* _STATED TASK_
Rewrite the part that opens with the line containing "of the blue" and closes with the line containing "[[389, 869]]", changing "metal" to "painted" and leaving everything else as it is.

══ DATA FOR PROCESSING

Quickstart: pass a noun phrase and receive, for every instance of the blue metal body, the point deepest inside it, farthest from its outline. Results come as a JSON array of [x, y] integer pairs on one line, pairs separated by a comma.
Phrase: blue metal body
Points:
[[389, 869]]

════
══ DATA FOR PROCESSING

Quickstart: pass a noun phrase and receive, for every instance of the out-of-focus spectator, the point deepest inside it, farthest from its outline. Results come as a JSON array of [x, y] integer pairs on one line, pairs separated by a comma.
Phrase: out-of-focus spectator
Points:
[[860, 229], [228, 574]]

════
══ DATA FOR PROCESSING

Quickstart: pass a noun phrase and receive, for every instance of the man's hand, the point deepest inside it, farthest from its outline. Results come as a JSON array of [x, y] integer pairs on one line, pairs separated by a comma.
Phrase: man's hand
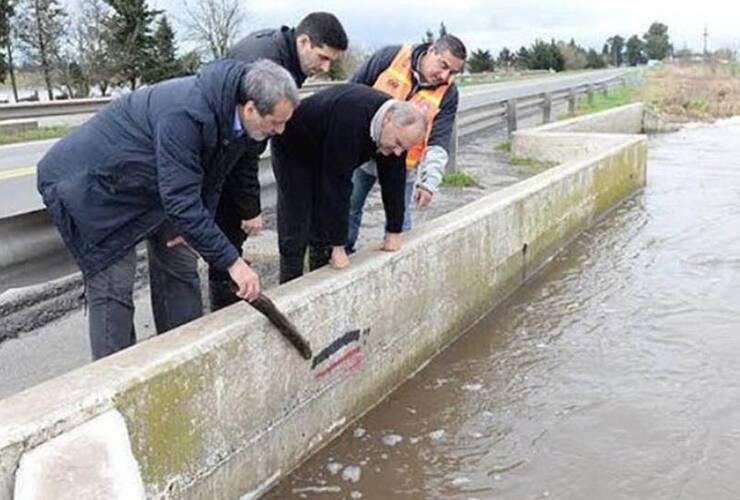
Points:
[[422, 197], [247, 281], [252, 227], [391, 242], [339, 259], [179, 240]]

════

* _TASK SOLUTION_
Quickstart: pass a noun phrase and receive, for every instance of the blue painted body, the point deepest inside it, farthest from its outline. Results come as a JSON array of [x, y] integer pairs on one line, pairs separated by a comma.
Phrase: blue painted body
Points:
[[389, 869]]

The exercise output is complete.